● **Task objective**
Locate every line in the material below that contains the string "cluster", matching case exactly, and copy each of those lines.

● **Dataset excerpts**
START
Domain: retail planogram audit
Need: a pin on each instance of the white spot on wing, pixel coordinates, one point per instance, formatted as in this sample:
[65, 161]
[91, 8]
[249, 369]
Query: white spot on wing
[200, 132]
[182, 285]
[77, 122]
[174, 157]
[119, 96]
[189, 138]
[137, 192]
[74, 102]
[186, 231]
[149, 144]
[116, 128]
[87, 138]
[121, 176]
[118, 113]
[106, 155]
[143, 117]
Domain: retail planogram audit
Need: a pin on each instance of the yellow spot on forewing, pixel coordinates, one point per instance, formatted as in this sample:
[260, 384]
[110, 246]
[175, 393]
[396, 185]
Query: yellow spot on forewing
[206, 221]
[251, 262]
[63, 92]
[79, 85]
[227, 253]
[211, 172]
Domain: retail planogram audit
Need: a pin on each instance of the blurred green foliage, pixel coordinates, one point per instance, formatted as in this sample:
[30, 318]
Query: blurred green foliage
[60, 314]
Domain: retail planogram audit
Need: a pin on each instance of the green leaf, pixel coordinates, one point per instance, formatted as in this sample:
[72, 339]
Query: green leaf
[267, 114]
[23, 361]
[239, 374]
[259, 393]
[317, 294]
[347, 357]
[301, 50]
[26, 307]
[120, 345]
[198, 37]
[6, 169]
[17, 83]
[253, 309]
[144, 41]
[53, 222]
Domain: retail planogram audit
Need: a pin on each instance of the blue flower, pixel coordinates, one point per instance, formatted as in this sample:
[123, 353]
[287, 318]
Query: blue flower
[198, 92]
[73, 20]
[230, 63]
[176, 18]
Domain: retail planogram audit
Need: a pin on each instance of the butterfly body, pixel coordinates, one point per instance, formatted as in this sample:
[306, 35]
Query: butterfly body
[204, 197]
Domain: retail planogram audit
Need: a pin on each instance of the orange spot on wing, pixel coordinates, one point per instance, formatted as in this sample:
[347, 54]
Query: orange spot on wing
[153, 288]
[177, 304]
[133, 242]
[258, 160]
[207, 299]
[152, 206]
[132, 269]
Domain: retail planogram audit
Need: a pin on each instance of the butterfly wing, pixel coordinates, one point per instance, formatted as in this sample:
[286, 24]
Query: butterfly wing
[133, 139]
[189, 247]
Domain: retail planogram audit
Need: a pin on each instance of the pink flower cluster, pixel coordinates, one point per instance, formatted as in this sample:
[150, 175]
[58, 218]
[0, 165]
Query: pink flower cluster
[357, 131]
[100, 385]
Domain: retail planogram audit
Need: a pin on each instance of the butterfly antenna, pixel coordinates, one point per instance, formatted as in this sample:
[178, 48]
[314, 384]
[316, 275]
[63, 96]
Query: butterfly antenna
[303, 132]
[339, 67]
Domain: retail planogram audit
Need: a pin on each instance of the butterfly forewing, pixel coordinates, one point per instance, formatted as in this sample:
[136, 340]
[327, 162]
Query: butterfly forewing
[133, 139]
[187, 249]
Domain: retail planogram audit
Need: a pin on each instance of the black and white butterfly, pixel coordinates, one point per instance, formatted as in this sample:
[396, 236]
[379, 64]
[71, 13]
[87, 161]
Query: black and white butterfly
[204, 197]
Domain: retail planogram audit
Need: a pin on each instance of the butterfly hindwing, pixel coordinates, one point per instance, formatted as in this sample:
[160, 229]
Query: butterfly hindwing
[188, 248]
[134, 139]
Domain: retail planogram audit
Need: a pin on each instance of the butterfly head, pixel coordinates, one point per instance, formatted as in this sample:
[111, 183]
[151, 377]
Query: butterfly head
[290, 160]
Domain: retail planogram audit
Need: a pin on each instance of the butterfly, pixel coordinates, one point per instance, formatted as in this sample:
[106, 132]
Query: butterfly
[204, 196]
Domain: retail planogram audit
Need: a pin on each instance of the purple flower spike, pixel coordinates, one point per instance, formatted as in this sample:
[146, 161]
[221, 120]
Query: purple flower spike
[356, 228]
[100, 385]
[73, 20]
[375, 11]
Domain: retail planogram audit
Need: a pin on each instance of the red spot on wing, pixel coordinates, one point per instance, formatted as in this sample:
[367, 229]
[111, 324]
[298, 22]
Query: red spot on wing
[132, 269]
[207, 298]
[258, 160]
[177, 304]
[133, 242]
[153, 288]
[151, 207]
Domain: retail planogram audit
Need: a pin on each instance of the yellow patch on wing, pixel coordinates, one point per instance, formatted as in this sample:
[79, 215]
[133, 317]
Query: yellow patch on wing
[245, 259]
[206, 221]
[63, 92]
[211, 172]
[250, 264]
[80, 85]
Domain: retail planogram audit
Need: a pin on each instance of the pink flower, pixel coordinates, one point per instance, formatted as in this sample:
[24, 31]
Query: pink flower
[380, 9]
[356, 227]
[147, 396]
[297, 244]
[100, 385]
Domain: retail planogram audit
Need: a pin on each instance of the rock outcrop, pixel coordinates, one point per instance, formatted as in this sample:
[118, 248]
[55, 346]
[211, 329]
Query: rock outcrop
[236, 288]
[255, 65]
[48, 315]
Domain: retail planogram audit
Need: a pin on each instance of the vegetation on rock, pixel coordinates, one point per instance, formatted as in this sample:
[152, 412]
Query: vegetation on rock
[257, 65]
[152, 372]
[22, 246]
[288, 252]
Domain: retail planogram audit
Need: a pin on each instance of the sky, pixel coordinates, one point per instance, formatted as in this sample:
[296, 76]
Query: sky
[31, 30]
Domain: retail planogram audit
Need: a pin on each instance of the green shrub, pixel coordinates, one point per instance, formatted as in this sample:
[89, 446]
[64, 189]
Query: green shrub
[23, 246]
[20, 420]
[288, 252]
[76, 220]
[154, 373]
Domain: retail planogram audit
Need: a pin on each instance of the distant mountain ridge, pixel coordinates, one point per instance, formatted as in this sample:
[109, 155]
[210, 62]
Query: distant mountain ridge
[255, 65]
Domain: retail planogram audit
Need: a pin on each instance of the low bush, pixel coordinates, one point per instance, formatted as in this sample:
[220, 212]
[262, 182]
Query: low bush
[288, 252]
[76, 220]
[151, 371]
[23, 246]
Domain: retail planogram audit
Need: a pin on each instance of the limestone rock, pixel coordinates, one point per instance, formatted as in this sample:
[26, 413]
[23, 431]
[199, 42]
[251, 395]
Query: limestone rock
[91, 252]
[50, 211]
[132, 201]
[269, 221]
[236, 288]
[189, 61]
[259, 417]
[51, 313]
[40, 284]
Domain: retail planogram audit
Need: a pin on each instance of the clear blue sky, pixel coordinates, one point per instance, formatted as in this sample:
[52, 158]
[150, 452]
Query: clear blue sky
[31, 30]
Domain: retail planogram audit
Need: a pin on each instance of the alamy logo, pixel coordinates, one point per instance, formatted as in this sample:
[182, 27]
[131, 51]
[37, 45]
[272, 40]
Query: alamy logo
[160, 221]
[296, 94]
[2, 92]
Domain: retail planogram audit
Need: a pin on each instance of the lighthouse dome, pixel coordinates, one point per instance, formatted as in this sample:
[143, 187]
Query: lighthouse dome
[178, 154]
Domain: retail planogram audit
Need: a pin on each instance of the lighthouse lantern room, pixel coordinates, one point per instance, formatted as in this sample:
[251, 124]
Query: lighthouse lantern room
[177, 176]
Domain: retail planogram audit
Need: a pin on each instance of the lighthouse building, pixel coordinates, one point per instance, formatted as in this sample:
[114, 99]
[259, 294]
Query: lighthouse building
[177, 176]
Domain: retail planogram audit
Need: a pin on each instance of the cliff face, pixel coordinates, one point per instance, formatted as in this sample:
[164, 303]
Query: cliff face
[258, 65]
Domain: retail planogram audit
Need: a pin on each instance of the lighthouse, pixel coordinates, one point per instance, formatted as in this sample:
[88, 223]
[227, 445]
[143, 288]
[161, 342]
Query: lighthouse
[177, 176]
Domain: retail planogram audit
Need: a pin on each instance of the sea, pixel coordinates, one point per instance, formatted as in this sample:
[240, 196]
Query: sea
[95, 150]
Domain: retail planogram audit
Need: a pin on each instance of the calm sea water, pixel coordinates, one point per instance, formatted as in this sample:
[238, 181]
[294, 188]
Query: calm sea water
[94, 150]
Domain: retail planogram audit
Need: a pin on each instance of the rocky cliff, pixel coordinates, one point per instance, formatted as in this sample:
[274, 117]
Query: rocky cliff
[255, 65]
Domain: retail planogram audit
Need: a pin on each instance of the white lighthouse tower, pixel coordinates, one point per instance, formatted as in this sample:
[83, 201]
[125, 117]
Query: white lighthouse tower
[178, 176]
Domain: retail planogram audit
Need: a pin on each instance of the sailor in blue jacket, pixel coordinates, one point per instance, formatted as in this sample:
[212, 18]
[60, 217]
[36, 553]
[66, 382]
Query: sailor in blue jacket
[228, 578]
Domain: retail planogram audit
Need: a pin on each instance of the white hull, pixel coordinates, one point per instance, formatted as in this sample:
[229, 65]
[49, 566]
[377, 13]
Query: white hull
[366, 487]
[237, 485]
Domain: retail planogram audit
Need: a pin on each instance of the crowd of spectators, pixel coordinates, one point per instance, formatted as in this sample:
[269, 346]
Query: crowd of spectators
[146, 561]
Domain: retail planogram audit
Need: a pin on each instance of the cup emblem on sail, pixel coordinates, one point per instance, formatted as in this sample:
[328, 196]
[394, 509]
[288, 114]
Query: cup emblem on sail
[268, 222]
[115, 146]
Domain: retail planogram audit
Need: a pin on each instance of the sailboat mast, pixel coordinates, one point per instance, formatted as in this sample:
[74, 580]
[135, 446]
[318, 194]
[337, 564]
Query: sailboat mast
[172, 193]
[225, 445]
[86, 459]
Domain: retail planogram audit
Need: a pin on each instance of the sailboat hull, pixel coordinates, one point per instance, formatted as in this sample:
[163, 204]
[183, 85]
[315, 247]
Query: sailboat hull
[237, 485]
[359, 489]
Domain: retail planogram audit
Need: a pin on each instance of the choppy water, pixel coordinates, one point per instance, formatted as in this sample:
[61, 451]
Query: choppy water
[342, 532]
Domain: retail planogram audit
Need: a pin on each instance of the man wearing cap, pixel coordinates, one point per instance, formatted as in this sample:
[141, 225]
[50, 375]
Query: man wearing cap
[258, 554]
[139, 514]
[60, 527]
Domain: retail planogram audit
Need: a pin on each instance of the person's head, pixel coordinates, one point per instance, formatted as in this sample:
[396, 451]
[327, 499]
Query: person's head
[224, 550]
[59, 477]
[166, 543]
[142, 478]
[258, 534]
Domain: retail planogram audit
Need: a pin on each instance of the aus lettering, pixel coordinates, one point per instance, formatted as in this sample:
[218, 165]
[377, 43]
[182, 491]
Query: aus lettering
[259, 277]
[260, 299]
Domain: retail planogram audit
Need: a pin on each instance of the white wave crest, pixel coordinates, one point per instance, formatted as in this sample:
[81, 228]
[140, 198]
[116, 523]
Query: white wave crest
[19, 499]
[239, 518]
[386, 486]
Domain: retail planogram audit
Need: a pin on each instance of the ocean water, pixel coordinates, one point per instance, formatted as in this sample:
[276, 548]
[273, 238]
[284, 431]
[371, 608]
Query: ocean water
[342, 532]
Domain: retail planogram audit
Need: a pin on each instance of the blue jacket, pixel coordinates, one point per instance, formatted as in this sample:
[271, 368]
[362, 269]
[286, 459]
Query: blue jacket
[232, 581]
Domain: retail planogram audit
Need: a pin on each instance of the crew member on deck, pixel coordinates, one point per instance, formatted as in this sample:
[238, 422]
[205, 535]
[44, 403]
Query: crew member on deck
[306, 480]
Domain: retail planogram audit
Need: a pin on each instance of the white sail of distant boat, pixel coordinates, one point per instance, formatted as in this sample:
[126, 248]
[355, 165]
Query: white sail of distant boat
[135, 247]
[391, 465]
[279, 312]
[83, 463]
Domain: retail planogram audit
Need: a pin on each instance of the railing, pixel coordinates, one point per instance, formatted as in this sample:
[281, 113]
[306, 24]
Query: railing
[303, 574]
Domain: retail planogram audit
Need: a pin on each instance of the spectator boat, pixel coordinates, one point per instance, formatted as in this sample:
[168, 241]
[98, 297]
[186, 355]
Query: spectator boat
END
● **The solution**
Need: a pin on each instance of the pink flower cluster, pixel coordinates, one point per instance, formatted as in this sample:
Query: pink flower cluster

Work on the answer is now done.